# Directions for this task:
Word for word, copy all the data and drop the pictures.

****

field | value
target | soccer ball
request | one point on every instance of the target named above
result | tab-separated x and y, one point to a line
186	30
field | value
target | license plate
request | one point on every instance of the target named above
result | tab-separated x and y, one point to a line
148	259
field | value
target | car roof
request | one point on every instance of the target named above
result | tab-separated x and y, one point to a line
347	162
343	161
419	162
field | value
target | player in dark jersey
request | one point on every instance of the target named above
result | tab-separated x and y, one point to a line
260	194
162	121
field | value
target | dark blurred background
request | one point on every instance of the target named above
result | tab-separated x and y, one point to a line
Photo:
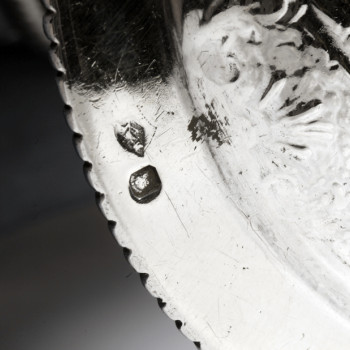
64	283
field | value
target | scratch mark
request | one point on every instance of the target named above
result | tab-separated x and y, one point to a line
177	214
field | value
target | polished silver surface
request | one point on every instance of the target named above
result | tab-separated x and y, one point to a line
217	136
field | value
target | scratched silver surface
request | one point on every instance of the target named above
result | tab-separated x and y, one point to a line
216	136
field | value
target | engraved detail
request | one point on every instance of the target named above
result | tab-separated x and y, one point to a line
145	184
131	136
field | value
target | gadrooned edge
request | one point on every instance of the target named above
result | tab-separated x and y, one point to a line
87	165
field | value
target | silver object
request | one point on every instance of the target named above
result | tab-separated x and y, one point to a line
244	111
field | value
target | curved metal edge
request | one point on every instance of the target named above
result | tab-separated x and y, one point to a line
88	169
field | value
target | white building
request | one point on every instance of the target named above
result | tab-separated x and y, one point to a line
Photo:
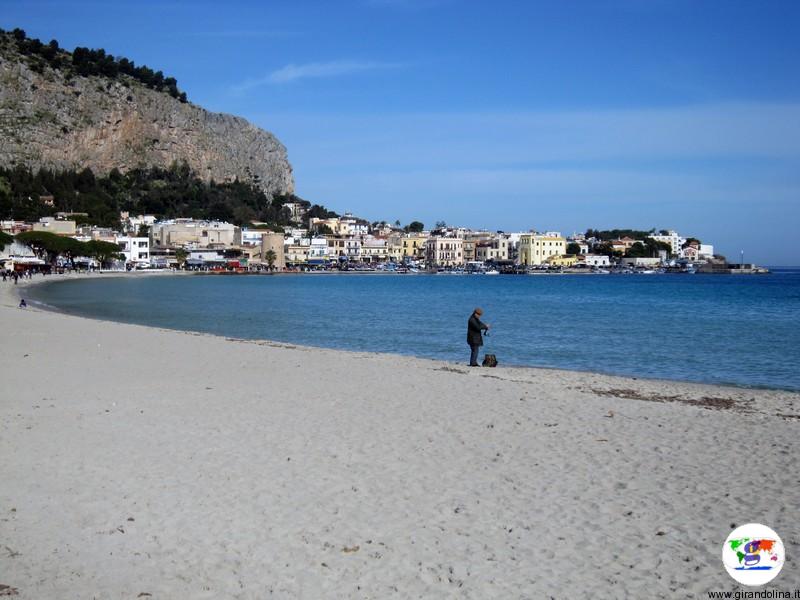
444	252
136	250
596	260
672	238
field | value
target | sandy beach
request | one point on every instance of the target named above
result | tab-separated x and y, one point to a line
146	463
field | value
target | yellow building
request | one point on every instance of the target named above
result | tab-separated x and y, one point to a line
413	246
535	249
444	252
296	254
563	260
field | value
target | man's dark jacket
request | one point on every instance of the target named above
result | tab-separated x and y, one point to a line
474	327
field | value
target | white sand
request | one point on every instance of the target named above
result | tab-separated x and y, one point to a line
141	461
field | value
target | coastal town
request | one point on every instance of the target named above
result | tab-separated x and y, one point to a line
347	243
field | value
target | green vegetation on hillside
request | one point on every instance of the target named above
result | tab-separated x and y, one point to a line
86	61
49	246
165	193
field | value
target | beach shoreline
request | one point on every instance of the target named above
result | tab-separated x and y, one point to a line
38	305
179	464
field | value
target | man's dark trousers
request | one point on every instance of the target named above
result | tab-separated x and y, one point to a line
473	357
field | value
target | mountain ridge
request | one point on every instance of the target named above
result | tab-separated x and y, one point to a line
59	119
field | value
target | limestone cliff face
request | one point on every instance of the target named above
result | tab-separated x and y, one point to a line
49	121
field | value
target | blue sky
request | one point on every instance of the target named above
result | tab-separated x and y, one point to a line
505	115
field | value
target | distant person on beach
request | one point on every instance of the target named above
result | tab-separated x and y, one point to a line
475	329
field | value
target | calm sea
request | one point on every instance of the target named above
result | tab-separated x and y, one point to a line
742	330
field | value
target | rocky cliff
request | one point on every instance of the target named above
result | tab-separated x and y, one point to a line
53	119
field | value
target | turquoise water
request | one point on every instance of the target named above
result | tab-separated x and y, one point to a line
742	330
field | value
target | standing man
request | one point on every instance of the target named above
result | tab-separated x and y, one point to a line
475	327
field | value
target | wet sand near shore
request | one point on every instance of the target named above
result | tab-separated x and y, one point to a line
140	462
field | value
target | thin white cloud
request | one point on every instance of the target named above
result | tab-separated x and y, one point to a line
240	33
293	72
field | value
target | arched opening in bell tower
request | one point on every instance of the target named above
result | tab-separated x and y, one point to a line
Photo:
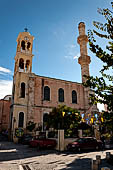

****

# Full answer:
field | value
target | soccer ball
request | one point on every instance of the target named above
result | tab-separated x and y, one point to a line
186	30
field | value
target | license plate
request | one point on every instance of the target named above
result | tab-separated x and y, one point to a line
148	259
field | value
target | car roof
request | one point on every instance of the target named above
result | tab-separated x and y, one point to a line
347	162
343	161
419	162
field | value
target | player in dark jersey
request | one point on every instance of the target named above
result | tab-separated x and y, one point to a line
260	194
162	121
field | value
target | dark blurred background
request | one point on every instance of the target named above
result | tab-separated x and y, one point to a line
Photo:
64	283
field | value
target | scratch mark
request | one point on every instance of the target named above
result | tab-separated x and y, one point to a line
177	214
field | value
target | polished silver surface
request | one point on every instance of the target named above
result | tab-separated x and y, one point to a line
217	136
field | value
target | scratched silver surface
request | one point on every instance of the target named above
result | tab-separated x and y, one point to a line
216	136
field | value
target | engraved detail
request | one point on every instance of the target named above
result | tab-separated x and y, one point to a line
145	184
131	136
field | value
target | gadrooned edge
request | one point on every instance of the target named above
result | tab-separated x and y, one point to a line
87	165
field | value
target | silver object
request | one point on every instance of the target named above
result | tab-separated x and y, one point to a line
244	111
field | value
target | curved metal edge
request | one point on every instance of the target named above
result | tab-separated x and y, one point to a line
88	169
field | value
target | white building
request | one point on every instance of the target named above
result | tab-separated x and y, one point to a line
Photo:
444	252
136	250
596	260
672	238
field | value
target | sandy beach
request | one point on every instance of the target named above
result | tab-separated x and y, one point to a line
146	463
field | value
target | yellow building
request | one point on every instance of the target named above
result | tab-separated x and y, one point to a line
413	246
535	249
444	252
296	254
563	260
field | value
target | man's dark jacket
request | one point on every instance of the target named above
result | tab-separated x and y, one point to a line
474	327
field | value
target | white sand
request | one point on every instance of the target named above
result | tab-separated x and y, one point to a line
141	461
field | value
target | coastal town
request | one point on every instance of the target named above
result | tab-separated x and y, one point to a line
347	243
field | value
target | green vegetation on hillside
request | one point on every instance of the target named above
result | tab-separated x and y, one point to a line
86	61
49	246
165	193
field | value
target | beach shoreline
request | one point on every instance of the target named above
result | tab-separated x and y, one point to a line
38	305
179	464
field | value
target | man's dark trousers
request | one point on every instance of the target named above
result | tab-separated x and y, one point to a line
473	357
field | value
target | mountain ridge
request | one point on every instance of the target named above
result | tab-separated x and y, one point to a line
59	119
field | value
target | limestone cliff face
request | one point on every instance of the target named above
result | tab-separated x and y, one point to a line
49	121
field | value
target | blue sky
request | one point on every instance of the target named above
result | tab-separated x and y, one point to a line
505	115
field | value
target | distant person on beach
request | one point on every instance of the target named above
result | tab-separated x and y, one point to a line
475	329
field | value
target | calm sea
request | one point on every instance of the target named above
result | tab-separated x and y, one point to a line
742	330
field | value
target | rocky cliff
request | one point on every instance of the target named above
result | tab-separated x and y, one point to a line
53	119
field | value
target | turquoise water
request | one point on every instance of the target named above
result | tab-separated x and y, one point to a line
742	330
field | value
target | standing man
request | one point on every instance of the target named above
result | tab-separated x and y, one point to a line
475	327
field | value
target | wet sand near shore
request | one point on every instance of the target named above
result | tab-separated x and y, one point to a line
140	462
field | value
target | thin white cloud
request | one point on every instance of the target named above
result | tab-separated x and y, one point to a line
240	33
293	72
field | value
target | arched opening in bell tower
request | one point on every instance of the target named above
result | tab-separated x and y, one point to a line
Photo:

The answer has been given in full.